## TEXT ZUM LESEN
Wir passieren eine lange, still stehende Kolonne von Lastentransportern, bevor das Zollamt erreicht ist. Hier geht alles erstaunlich schnell, die Ausfuhr des Wagens wird mit einem Stempel bestätigt und wir dürfen südwärts weiterfahren. Die asphaltierte Straße endet bald an einer Art befestigtem Fort. Die weitere Route führt über eine Piste, teilweise markiert, streckenweise wild durch die Gegend. Es sind fünfundzwanzig Kilometer zu überwinden, die mich an frühere Zeiten erinnern, als solche Wege der Alltag waren. Immer wieder begegnen uns kleine Trupps und ganze Familien Schwarzafrikaner, die in Richtung Algerien ziehen. Der Anblick ist bedrückend.
Wir erreichen gegen Abend Assamaka, den Grenzposten von Niger. Das Zollamt unterscheidet sich von den umliegenden Bauten nur durch einen Fahnenmast, an dem sich die nigrische Flagge im Abendwind leicht bewegt. Militär gibt es hier ebenfalls, allerdings in wesentlich geringerem Ausmaß als jenseits der algerischen Grenze. Der Diensthabende ist ein Targi und er begrüßt uns auf Art der Tuareg mit „labess“. Über ihn erfahren wir von zahlreichen toten Flüchtlingen, die in Massengräbern ringsum verscharrt sind. Algerien hat bei massiven Ausweisungen seit Oktober 2017 an die 13.000 Immigranten zurückgeschickt, weil die Europäische Union Druck auf die nordafrikanischen Länder ausübt, um die Routen übers Mittelmeer zu unterbinden. Den in Niger arbeitenden Organisationen der UN fehlen die Kapazitäten, um sich in dem Ausmaß zu kümmern, die bei dieser Anzahl Menschen notwendig wären. Lediglich an die 11.000 Flüchtlingen aus Mali, Gambia, Guinea, Elfenbeinküste, Niger und anderen Ländern ist der Marsch durch weit über 200 Kilometer staubtrockenes Land bis zur nächsten Stadt, Arli, gelungen.

## BEREITGESTELLTE ANGABEN
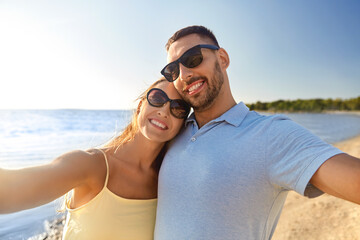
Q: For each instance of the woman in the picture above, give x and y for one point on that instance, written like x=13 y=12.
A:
x=114 y=188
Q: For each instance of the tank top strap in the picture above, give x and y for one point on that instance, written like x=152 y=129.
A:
x=107 y=167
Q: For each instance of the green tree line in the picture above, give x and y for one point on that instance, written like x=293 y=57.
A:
x=308 y=105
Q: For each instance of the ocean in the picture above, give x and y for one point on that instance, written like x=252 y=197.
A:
x=33 y=137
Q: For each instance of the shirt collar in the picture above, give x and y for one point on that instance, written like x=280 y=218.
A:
x=233 y=116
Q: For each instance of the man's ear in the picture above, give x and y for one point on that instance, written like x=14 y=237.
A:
x=139 y=107
x=224 y=59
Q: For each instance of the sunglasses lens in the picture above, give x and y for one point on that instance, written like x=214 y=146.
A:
x=157 y=98
x=179 y=108
x=192 y=59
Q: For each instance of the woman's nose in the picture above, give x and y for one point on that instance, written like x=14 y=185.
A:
x=164 y=111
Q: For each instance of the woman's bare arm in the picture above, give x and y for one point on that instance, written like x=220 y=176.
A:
x=31 y=187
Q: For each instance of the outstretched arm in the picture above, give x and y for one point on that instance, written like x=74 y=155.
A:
x=31 y=187
x=340 y=177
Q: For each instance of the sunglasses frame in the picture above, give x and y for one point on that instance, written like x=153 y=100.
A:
x=180 y=60
x=171 y=102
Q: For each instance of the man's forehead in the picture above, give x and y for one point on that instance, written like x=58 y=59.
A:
x=181 y=45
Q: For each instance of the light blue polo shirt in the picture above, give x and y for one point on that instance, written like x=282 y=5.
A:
x=230 y=178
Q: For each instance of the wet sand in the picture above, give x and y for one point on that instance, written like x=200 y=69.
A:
x=322 y=218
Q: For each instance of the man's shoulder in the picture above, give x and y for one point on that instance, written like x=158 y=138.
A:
x=254 y=117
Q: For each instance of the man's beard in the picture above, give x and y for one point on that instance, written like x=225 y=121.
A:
x=203 y=102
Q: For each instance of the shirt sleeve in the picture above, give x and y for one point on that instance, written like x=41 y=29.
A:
x=294 y=154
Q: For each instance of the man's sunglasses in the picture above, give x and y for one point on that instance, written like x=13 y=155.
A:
x=158 y=98
x=190 y=59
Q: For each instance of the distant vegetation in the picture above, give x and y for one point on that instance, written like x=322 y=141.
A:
x=309 y=105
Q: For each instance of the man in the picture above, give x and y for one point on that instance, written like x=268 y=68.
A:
x=227 y=175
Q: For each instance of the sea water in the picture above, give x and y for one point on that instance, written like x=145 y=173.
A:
x=33 y=137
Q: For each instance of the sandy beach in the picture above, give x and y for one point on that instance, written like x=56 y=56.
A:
x=322 y=218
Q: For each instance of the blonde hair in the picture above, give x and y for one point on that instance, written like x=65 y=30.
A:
x=132 y=128
x=127 y=135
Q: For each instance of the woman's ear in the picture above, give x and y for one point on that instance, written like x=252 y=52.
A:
x=224 y=59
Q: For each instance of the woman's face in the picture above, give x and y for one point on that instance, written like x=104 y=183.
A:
x=157 y=123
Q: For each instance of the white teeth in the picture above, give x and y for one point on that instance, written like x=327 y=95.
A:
x=196 y=86
x=158 y=124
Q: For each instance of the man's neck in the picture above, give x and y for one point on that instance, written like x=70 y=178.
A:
x=217 y=109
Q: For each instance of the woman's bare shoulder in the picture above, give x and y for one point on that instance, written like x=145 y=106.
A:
x=90 y=162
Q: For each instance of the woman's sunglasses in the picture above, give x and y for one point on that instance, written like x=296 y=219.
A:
x=190 y=59
x=158 y=98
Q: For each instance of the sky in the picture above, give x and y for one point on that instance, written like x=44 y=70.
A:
x=103 y=54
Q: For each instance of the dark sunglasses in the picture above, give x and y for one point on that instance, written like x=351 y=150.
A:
x=190 y=59
x=158 y=98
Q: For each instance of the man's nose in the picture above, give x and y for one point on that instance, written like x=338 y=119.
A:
x=185 y=73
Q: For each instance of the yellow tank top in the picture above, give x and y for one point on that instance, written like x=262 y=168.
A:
x=108 y=216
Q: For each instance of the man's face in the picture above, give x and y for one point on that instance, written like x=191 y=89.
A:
x=199 y=86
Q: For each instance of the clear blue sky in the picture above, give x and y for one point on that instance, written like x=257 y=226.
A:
x=103 y=54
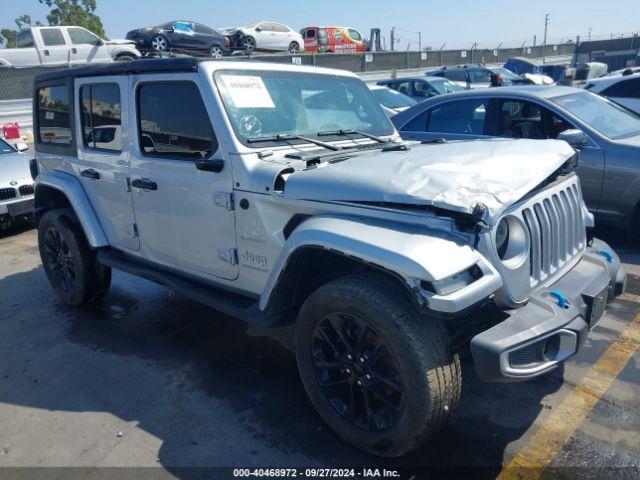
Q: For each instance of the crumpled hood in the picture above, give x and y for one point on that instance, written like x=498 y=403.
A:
x=14 y=166
x=455 y=175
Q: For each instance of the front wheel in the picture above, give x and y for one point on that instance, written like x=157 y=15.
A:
x=380 y=375
x=69 y=263
x=216 y=52
x=249 y=44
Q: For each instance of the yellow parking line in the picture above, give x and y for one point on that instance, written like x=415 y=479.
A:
x=536 y=455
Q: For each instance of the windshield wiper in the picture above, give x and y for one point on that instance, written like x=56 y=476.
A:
x=347 y=132
x=287 y=137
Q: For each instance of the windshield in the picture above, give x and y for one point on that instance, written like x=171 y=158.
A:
x=600 y=114
x=506 y=74
x=5 y=148
x=446 y=86
x=264 y=104
x=392 y=99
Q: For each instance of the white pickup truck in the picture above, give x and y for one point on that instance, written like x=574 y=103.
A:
x=64 y=46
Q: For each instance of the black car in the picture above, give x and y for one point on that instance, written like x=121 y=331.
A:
x=180 y=36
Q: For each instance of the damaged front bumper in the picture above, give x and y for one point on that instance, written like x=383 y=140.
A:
x=553 y=325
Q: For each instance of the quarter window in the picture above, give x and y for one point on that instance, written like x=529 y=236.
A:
x=54 y=123
x=52 y=37
x=101 y=117
x=463 y=117
x=24 y=39
x=80 y=36
x=173 y=121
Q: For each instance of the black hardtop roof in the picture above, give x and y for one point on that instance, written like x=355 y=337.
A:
x=183 y=64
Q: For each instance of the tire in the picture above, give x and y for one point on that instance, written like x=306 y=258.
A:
x=426 y=388
x=294 y=48
x=249 y=44
x=160 y=43
x=216 y=52
x=69 y=263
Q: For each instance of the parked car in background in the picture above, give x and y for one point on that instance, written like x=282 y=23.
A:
x=622 y=89
x=552 y=67
x=64 y=46
x=16 y=183
x=181 y=36
x=596 y=126
x=333 y=39
x=506 y=77
x=265 y=36
x=392 y=101
x=420 y=88
x=466 y=76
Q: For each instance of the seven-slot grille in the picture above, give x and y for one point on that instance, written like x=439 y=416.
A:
x=7 y=193
x=26 y=190
x=556 y=231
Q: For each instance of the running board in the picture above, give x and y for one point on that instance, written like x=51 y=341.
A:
x=232 y=304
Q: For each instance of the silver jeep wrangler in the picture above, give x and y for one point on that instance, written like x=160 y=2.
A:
x=283 y=195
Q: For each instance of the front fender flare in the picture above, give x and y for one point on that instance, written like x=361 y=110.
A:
x=71 y=188
x=410 y=251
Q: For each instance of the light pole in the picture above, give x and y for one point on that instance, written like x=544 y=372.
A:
x=546 y=26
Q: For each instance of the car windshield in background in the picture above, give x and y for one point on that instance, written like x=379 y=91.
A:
x=5 y=148
x=602 y=115
x=446 y=86
x=392 y=99
x=264 y=104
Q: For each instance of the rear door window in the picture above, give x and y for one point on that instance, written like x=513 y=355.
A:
x=54 y=122
x=52 y=37
x=173 y=121
x=462 y=117
x=101 y=117
x=80 y=36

## DEINE AUFGABE
Schreib den Reisebericht über die Fahrt zur Grenze von Niger nach seinem letzten Satz weiter. Die Einträge spielen dabei keine Rolle.

## ERGEBNIS DER AUFGABE
Der „Chef de poste“ ist ebenfalls ein Targi und begrüßt uns mit einer Herzlichkeit, die über das rein Amtliche hinausgeht. Da es in der Umgebung kein Hotel gibt, bietet er uns an, in einem der Räume des Amtshauses zu übernachten. Es ist klar, dass wir dieses Privileg Akamouks Anwesenheit und der tief verwurzelten Gastfreundschaft der Tuareg zu verdanken haben. Im Hof des Zollgebäudes bereitet Akamouk eine große Portion Tee für uns und den gefälligen Zöllner. Bald gesellt sich einer seiner Untergebenen, ebenfalls ein Targi, zu uns. Sie wirken sichtlich erfreut über diese Einladung, denn der Arbeitsalltag lässt ihnen wenig Zeit, um Tee nach der alten Tradition zuzubereiten. Ich fühle mich etwas ausgeschlossen, da sich die Herren in ihrer Sprache Tamasheq unterhalten. Das Gespräch scheint manchmal meine Person zum Thema zu haben. Das bemerke ich an den interessierten Blicken, die mich gelegentlich treffen. Es wird spät, bevor wir uns zur Ruhe begeben.
Am Morgen des folgenden Tages erhalten wir anstandslos die notwendigen amtlichen Bestätigungen für mein Auto. Nach dem Betanken des Rovers und Nachfüllen der Wasserbehälter sowie einem länger sich hinziehenden Abschied der Touaregstämmigen, brechen wir wieder in Richtung Algerien auf. Jetzt erst fallen mir verlassene Lagerstellen in Pistennähe auf, erkenntlich an zurückgelassenen leeren Konservendosen und Resten anderer Verpackungen von Lebensmitteln. Damit erklären sich die Fundsachen bei meinem Spaziergang am Tag zuvor. Die dort gefundenen Gegenstände dürften von einem solchen Lager vom Westwind oder Tieren dorthin verschleppt worden sein. Die Unendlichkeit der Wüste birgt gleichermaßen Leben und Tod, doch sie urteilt nicht. Sie nimmt auf, gibt aber nichts Greifbares zurück.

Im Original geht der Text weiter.